*Document source*

---*---

Le 15 avril 1912, le plus grand et luxueux paquebot du monde sombrait après avoir heurté un iceberg dans l’Atlantique Nord, avec à son bord quelques 2 200 passagers et membres d’équipage. Au-delà du drame humain, le naufrage du Titanic de la White Star a brutalement remis en cause un progrès technologique ininterrompu depuis le milieu du XIXe siècle. Retour à bord d’un mastodonte des mers.
Le mercredi 10 avril 1912, “la merveille des merveilles” (pour reprendre les termes de l’époque) appareille de Southampton pour son voyage inaugural et prend la direction de New York par un temps splendide. Avec 270 mètres de long et 46 000 tonnes, le navire constitue une véritable prouesse technologique, résultat d’une guerre commerciale impitoyable autour du transport passager dans l’Atlantique Nord.
A bord du Titanic, des hommes d’affaires, rois de la finance ou de l’industrie, et des Américains fortunés attirés par les mondanités européennes prennent place en première classe. En dessous, une clientèle intermédiaire se compose d’universitaires, ecclésiastiques, ingénieurs et autres touristes moins fortunés. En troisième classe, enfin, une masse impressionnante d’émigrants dont les origines géographiques ne connaissent pas de frontière.
Un paquebot sous haute sécurité
Les constructeurs du Titanic annoncent fièrement un niveau de sécurité jamais atteint. Le navire est protégé par quinze cloisons et seize compartiments, la fermeture des portes étanches s’effectue depuis la passerelle par commande électrique en cas de rentrée d’eau et les bâtiments comportent un double fond limité à la partie inférieure de la coque.
Au niveau de la propulsion, l’ingénieur Andrews (qui fera partie des victimes de la catastrophe) renonce à un système moteur fondé uniquement sur la turbine et imagine deux machines à vapeur classiques de 15 000 chevaux qui encadrent une turbine basse pression prévue uniquement pour la marche avant. La puissance totale transmise aux trois arbres d’hélices peut ainsi atteindre 45 000 chevaux pour une vitesse de croisière de 21 à 22 nœuds. La vapeur est elle fournie par 29 chaudières et 159 foyers.
Le Titanic, un chef-d’oeuvre de modernité
A l’intérieur, l’éclairage constitué de 10 000 ampoules est assuré par des moteurs auxiliaires. L’énergie électrique, qui dépasse celle consommée par une ville moyenne, est fournie par quatre dynamos d’une puissance de 400 kilowatts. L’installation téléphonique est également considérée comme l’une des plus modernes de l’époque : le système intérieur est doté d’une capacité de 50 lignes et le bateau est équipé d’une installation TSF type Marconi de grande puissance.
Le système de navigation (compas, barre, table traçante, loch…) est lui aussi à l’avant-garde de la technologie. Le bâtiment dispose d’un appareil de détection acoustique d’obstacles immergés. Grâce à ses dimensions impressionnantes, le Titanic est à l’abri des plus violents coups de mer, sans oublier son double fond qui lui permet de résister à un talonnage ou un échouage. Le bateau peut même continuer à flotter avec deux compartiments principaux inondés.

---*---

*Consignes*
1. Traduisez en anglais cette phrase du texte sur le Titanic : « A l’intérieur, l’éclairage constitué de 10 000 ampoules est assuré par des moteurs auxiliaires. »
2. D'après le texte sur le Titanic, combien de chaudières fournissent la vapeur du navire ?
3. Poursuivez la rédaction du texte sur le Titanic après sa dernière phrase.
Ces enregistrements n'ont aucun lien avec le texte sur le Titanic.

*Enregistrements d'identification de position*
---*---

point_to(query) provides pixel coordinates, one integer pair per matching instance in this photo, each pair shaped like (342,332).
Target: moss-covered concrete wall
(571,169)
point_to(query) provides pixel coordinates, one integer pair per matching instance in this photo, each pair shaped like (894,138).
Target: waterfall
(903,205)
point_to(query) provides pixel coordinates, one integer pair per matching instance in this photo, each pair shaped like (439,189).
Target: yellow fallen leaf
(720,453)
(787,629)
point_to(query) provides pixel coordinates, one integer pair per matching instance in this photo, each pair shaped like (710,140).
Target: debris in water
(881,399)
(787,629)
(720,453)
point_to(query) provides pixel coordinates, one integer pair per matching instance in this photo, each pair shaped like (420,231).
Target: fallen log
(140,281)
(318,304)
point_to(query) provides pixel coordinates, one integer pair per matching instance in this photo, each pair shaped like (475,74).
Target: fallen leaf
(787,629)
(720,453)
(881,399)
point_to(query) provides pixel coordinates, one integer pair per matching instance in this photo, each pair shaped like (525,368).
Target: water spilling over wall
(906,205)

---*---

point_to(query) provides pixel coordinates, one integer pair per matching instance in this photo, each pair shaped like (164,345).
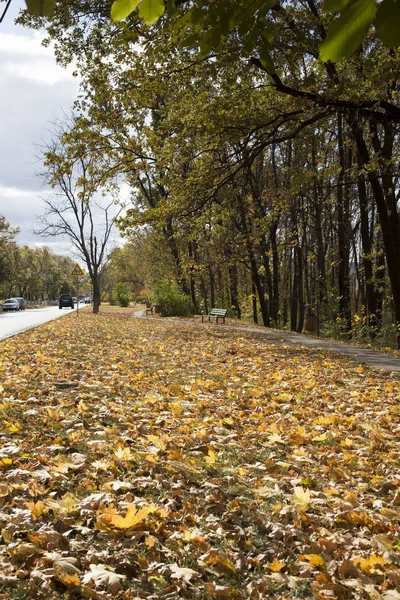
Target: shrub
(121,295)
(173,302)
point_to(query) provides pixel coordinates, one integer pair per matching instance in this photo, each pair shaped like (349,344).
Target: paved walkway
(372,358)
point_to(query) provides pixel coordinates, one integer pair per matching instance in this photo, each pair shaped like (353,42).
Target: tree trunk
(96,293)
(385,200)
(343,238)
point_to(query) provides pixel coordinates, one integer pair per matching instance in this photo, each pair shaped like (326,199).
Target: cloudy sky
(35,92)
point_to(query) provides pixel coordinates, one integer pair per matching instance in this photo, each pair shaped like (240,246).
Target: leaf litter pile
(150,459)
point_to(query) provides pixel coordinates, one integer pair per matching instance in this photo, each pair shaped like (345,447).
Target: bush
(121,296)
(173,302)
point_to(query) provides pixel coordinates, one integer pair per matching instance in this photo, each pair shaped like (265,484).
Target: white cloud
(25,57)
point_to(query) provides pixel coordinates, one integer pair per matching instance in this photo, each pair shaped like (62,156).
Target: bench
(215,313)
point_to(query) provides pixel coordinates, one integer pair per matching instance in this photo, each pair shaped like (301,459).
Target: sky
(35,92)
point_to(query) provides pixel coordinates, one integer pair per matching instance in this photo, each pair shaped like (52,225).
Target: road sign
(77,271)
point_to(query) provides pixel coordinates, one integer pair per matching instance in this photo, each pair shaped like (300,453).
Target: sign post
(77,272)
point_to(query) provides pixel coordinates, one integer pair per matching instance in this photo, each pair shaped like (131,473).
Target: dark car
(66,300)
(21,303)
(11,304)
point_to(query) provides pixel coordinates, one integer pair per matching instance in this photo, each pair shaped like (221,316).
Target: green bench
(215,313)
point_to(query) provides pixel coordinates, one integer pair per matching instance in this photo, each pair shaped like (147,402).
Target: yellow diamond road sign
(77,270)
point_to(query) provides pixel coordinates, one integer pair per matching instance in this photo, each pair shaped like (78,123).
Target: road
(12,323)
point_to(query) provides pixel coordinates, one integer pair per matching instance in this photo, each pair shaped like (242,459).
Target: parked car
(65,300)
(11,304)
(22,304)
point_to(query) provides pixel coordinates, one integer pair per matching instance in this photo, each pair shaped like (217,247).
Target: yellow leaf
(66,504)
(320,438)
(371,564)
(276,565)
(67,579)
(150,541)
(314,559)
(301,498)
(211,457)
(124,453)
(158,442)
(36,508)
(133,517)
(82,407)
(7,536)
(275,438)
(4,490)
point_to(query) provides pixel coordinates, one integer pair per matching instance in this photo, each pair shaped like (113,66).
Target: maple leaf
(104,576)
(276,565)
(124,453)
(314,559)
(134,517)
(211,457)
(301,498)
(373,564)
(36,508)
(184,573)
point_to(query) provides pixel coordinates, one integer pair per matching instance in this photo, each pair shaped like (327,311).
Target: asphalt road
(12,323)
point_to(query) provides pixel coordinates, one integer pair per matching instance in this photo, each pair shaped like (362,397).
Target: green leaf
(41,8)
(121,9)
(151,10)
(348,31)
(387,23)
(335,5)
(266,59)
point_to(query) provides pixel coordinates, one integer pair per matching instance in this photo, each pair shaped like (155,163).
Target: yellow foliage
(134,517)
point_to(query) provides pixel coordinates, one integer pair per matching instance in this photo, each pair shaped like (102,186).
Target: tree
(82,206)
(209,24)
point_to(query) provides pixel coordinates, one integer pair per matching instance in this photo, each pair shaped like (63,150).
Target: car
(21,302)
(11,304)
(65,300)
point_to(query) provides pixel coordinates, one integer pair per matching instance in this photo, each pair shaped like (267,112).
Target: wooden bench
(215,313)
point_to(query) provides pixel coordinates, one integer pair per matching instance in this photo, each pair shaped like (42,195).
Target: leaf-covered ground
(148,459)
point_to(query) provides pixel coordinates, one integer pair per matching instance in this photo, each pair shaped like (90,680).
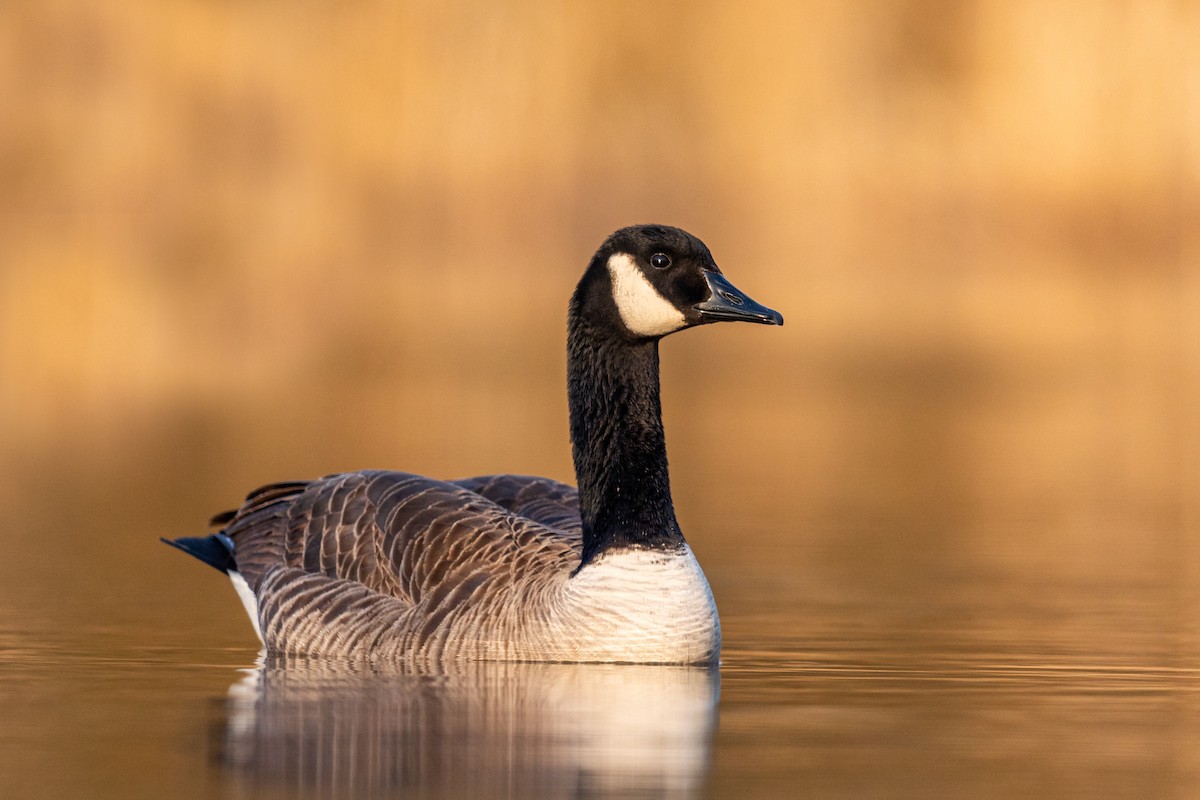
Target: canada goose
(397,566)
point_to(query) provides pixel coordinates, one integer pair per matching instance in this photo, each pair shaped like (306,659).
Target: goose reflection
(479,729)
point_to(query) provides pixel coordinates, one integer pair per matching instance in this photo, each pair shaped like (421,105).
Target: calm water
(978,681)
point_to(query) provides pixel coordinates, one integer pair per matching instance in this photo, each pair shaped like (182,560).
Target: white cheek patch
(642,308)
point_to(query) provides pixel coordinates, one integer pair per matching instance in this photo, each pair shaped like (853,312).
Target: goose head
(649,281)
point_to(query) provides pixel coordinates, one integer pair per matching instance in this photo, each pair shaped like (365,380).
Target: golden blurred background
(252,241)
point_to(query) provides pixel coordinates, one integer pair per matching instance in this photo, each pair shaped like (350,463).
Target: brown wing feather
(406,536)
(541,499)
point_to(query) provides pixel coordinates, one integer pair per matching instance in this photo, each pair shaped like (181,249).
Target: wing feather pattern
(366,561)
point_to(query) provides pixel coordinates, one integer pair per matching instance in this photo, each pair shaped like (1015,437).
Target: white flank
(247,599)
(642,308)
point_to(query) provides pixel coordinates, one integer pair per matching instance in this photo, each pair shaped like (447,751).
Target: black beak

---*---

*Résultats par tâche*
1. Inside, the lighting, made up of 10,000 bulbs, is powered by auxiliary engines.

2. La vapeur est fournie par 29 chaudières.

3.
L’insubmersible Titanic
Tous les organes majeurs du navire (chaufferie, machines, turbine) sont placés dans des compartiments indépendants. En cas de voie d’eau, cinq pompes de ballast en liaison avec trois pompes de cale ont une capacité d’évacuation de 400 tonnes d’eau à l’heure. Et pour en finir avec l’aspect purement technique du mastodonte, la protection contre l’incendie est remarquable. Des détecteurs de fumée et de chaleur sont installés dans tous les locaux névralgiques en liaison avec un centre de sécurité capable d’intervenir à l’endroit menacé dans les délais les plus courts.
L’insubmersible Titanic est à lui seul le meilleur instrument de sauvetage. En témoigne une campagne de presse soigneusement orchestrée où le plus grand paquebot du monde est présenté comme un chef-d’oeuvre de l’architecture navale, notamment au sujet du luxe de ses installations.
Entre luxe et démesure
Les passagers de première classe voyagent dans des conditions d’hygiène plus que privilégiées pour l’époque. Finies les salles à manger étroites, enserrées entre deux rangées de cabines plus ou moins aérées et mal éclairées. Place aux vastes salons, fumoirs pour les hommes, boudoirs pour les femmes, salles de lecture ou de gymnastique, promenades à l’abri des embruns, escaliers moquettés, ascenseurs, piscine, boutiques et autres commodités.
La salle à manger, où toutes les règles de bienséance sont de mise, mesure à elle seule 40 mètres de long sur 28 de large et peut accueillir jusqu’à 550 convives… Le tout, évidemment, dans un décor aussi classique que féerique.
Les passagers de deuxième classe ne sont pas en reste. Si les installations ne rivalisent pas avec celles de première, ils bénéficient des mêmes avantages et surtout d’un confort étonnant avec des vrais lits, des salles de bain et des bibliothèques. A la surprise générale, les passagers de troisième classe découvrent quant à eux des dortoirs ne dépassant pas dix couchettes ; une initiative de la White Star qui compte ainsi attirer un maximum de passagers.
Des passagers triés sur le volet
A l’extérieur, le Titanic se fait remarquer par l’élégance et la pureté de ses lignes signées Alexander Carlisle. Les ponts supérieurs, peints en blanc et prolongés par deux bandes sur les gaillards avant et arrière, se détachent de l’ensemble de la coque peinte en noir. Les superstructures limitées à trois étages n’écrasent pas l’ensemble du navire, le nombre de manches à air a été réduit au maximum et l’ensemble est surmonté par quatre cheminées inclinées à dix degrés, couleur chamois avec une bande noire au sommet.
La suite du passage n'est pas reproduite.